▶ Objective:
Reproduce the material below verbatim, from its first line through its last, with no changes.

▶ Source material:
========================
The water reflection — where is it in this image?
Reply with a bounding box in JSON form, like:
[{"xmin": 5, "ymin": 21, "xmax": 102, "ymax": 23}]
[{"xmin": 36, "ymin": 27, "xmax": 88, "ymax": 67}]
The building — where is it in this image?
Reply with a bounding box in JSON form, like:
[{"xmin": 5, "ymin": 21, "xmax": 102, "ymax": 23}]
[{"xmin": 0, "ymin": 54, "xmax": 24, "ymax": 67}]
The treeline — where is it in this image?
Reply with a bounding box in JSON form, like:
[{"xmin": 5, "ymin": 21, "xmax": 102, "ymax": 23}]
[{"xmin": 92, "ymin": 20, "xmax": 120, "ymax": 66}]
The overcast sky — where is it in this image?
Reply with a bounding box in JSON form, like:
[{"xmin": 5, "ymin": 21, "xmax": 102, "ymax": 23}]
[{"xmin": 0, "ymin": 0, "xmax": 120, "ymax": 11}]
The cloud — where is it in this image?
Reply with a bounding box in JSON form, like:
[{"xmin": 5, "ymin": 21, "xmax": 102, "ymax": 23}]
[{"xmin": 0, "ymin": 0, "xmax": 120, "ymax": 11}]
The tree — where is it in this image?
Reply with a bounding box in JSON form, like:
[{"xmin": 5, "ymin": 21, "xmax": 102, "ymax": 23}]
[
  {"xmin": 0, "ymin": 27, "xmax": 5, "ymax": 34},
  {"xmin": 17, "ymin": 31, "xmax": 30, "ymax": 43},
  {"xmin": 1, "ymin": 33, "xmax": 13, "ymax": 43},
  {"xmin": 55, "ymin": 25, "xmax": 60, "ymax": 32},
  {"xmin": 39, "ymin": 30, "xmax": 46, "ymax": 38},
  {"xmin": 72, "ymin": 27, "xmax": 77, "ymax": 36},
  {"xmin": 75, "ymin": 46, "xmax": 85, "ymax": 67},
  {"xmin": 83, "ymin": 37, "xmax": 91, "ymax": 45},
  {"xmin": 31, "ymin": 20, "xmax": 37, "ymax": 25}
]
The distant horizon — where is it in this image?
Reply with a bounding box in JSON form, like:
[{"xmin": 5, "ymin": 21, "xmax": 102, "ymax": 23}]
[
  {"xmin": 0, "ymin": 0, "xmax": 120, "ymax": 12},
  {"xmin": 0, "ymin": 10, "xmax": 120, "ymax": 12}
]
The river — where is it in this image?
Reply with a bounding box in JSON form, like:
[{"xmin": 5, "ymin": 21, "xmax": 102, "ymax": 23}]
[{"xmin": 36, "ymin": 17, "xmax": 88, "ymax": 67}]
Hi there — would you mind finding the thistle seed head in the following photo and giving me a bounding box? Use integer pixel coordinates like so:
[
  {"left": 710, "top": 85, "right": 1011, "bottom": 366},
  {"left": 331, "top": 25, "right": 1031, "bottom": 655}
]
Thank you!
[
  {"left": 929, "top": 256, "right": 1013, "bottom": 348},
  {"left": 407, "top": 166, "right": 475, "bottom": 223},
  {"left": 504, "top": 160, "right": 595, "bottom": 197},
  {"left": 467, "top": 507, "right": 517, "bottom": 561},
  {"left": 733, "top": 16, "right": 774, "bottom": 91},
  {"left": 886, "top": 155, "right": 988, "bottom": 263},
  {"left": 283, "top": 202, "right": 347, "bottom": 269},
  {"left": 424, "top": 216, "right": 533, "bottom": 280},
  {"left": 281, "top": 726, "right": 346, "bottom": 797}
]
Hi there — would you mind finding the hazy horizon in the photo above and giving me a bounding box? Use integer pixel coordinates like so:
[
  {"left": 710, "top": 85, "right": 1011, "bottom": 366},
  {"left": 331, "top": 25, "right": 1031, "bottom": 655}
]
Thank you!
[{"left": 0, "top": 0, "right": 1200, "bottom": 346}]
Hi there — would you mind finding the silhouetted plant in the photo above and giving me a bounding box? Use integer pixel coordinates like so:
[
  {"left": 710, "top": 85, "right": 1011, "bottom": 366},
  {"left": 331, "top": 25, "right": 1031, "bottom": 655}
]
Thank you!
========================
▶ Output for this exercise:
The water reflection — where is it in this image?
Reply with a bounding box in JSON form, like:
[{"xmin": 5, "ymin": 21, "xmax": 102, "ymax": 23}]
[{"xmin": 36, "ymin": 27, "xmax": 88, "ymax": 67}]
The building — where is it in this image?
Reply with a bounding box in JSON form, like:
[{"xmin": 5, "ymin": 21, "xmax": 102, "ymax": 23}]
[{"xmin": 0, "ymin": 54, "xmax": 24, "ymax": 67}]
The treeline — where is it in this image?
Reply with a bounding box in JSON form, like:
[{"xmin": 5, "ymin": 21, "xmax": 102, "ymax": 23}]
[{"xmin": 92, "ymin": 20, "xmax": 120, "ymax": 66}]
The overcast sky — where is it in this image?
Reply with a bounding box in JSON form, like:
[{"xmin": 5, "ymin": 21, "xmax": 102, "ymax": 23}]
[{"xmin": 0, "ymin": 0, "xmax": 120, "ymax": 11}]
The cloud — where is it in this image?
Reply with a bounding box in JSON form, like:
[{"xmin": 5, "ymin": 21, "xmax": 102, "ymax": 23}]
[{"xmin": 0, "ymin": 0, "xmax": 120, "ymax": 11}]
The tree — where is it in this image?
Reply with a bounding box in JSON form, like:
[{"xmin": 5, "ymin": 21, "xmax": 102, "ymax": 23}]
[
  {"xmin": 0, "ymin": 27, "xmax": 5, "ymax": 34},
  {"xmin": 17, "ymin": 31, "xmax": 30, "ymax": 43},
  {"xmin": 1, "ymin": 33, "xmax": 13, "ymax": 43},
  {"xmin": 55, "ymin": 25, "xmax": 60, "ymax": 32},
  {"xmin": 39, "ymin": 30, "xmax": 46, "ymax": 38},
  {"xmin": 72, "ymin": 27, "xmax": 77, "ymax": 36},
  {"xmin": 75, "ymin": 46, "xmax": 85, "ymax": 67},
  {"xmin": 83, "ymin": 37, "xmax": 91, "ymax": 45},
  {"xmin": 31, "ymin": 20, "xmax": 37, "ymax": 25}
]
The distant horizon — where is it in this image?
Reply with a bounding box in JSON form, like:
[{"xmin": 5, "ymin": 21, "xmax": 102, "ymax": 23}]
[
  {"xmin": 0, "ymin": 0, "xmax": 120, "ymax": 12},
  {"xmin": 0, "ymin": 10, "xmax": 120, "ymax": 12}
]
The river — where is it in this image?
Reply with a bounding box in JSON form, like:
[{"xmin": 5, "ymin": 21, "xmax": 102, "ymax": 23}]
[{"xmin": 36, "ymin": 17, "xmax": 88, "ymax": 67}]
Hi there — would you mind finding the thistle seed head in the following photo and giving me a bounding box? Use integer pixel coordinates like so:
[
  {"left": 710, "top": 85, "right": 1011, "bottom": 366},
  {"left": 331, "top": 25, "right": 1031, "bottom": 655}
]
Thank you!
[
  {"left": 929, "top": 256, "right": 1013, "bottom": 348},
  {"left": 407, "top": 166, "right": 475, "bottom": 223},
  {"left": 504, "top": 160, "right": 595, "bottom": 197},
  {"left": 467, "top": 507, "right": 517, "bottom": 561},
  {"left": 733, "top": 16, "right": 774, "bottom": 91},
  {"left": 886, "top": 155, "right": 988, "bottom": 263},
  {"left": 283, "top": 202, "right": 347, "bottom": 269},
  {"left": 424, "top": 216, "right": 533, "bottom": 280},
  {"left": 281, "top": 726, "right": 346, "bottom": 797}
]
Hi there — would you mind finding the hazy horizon in the photo above and giving me a bounding box? Use integer pixel coordinates like so:
[
  {"left": 710, "top": 85, "right": 1011, "bottom": 366},
  {"left": 331, "top": 25, "right": 1031, "bottom": 655}
]
Thank you!
[{"left": 0, "top": 0, "right": 1200, "bottom": 346}]
Hi there — would you mind finding the silhouetted plant in the photo above and giving me a bounding box? Use integer pixel coordinates like so:
[
  {"left": 710, "top": 85, "right": 1011, "bottom": 366},
  {"left": 331, "top": 25, "right": 1031, "bottom": 655}
]
Thank you!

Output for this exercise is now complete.